WHAT YOU NEED TO DO
Rewrite all of the records below as a numbered list, omitting any blank lines.

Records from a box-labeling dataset
· · · ·

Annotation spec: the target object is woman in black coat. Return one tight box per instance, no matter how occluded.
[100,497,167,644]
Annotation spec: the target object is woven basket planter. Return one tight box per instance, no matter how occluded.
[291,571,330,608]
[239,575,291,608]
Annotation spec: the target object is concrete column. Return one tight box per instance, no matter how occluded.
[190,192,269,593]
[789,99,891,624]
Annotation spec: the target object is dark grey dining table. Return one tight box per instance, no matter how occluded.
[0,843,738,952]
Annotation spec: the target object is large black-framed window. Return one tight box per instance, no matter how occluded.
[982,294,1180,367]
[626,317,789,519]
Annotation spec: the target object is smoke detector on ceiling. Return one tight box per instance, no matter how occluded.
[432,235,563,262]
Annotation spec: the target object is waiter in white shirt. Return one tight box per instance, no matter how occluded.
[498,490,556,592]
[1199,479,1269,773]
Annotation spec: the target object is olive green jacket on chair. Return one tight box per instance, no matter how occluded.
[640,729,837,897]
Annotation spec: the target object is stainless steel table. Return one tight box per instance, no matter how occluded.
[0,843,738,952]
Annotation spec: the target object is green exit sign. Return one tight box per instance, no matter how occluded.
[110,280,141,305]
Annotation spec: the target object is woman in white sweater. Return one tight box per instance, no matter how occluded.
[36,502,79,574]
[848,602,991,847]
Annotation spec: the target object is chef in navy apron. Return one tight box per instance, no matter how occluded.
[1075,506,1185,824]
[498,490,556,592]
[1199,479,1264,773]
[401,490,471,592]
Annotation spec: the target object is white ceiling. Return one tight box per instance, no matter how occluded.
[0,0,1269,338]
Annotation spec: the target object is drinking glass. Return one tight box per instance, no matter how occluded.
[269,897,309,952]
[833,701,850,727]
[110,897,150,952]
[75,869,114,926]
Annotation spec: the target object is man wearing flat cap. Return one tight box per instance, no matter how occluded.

· · · ·

RESULT
1. Annotation spec: the target object is woman in black coat. Return one tight box per instance, no matter how occluded.
2. [100,497,167,644]
3. Annotation spec: the target object is woven basket planter. Return one tight box per instance, no matter how occluded.
4. [291,571,330,608]
5. [239,575,291,608]
6. Annotation spec: the target object is concrete column. Return one tight box per instance, no matter how occluded.
7. [190,192,269,593]
8. [789,99,891,624]
9. Annotation spec: the target object is dark grey dining table. Return one tight box per instance, no matter how occluded.
10. [0,843,738,952]
11. Annotation spec: the target object is large black-framed window. Return one tight box per instance, no matter how occluded.
12. [982,294,1180,367]
13. [626,317,789,519]
14. Annotation spec: the target object is smoke detector on ceiling. Return one tight box per instance, no matter how occluded.
15. [432,235,563,262]
16. Annotation spec: the target object is waiter in white shirt. Return one tight box per instance, no matter how occluded.
17. [498,490,556,592]
18. [1199,479,1269,773]
19. Annotation spec: the target object is olive green jacket on chair. Return one tight box per instance, no matter how occluded.
20. [640,729,837,897]
21. Annotation spec: the target object is stainless steel table. Return one tight box per instance, no matter how occluded.
22. [0,843,738,952]
23. Annotation spec: the target object is green exit sign. Return one tight box per instance, no matter how occluded.
24. [110,280,141,305]
25. Annotation spec: the target object is woman in white sweater. Return one tight box per instance, no matter how occluded.
26. [36,502,79,574]
27. [848,602,991,847]
28. Annotation spec: the target object is chef in navy apron. Return one tight box per instance, no matter how occluded.
29. [1075,506,1185,824]
30. [498,490,556,592]
31. [1199,479,1264,773]
32. [401,490,471,592]
33. Annotation spec: the target object is white ceiling. Return one tight box per instance, no matter how occluded.
34. [0,0,1269,338]
35. Annotation spec: the target object is drinking glass. Return one tight box per instance, no matter how occluded.
36. [269,897,309,952]
37. [833,701,850,727]
38. [110,897,150,952]
39. [75,869,114,926]
40. Annotation spec: the target object is man wearing flat cap. Return one tight box per instance, no matter how occluded.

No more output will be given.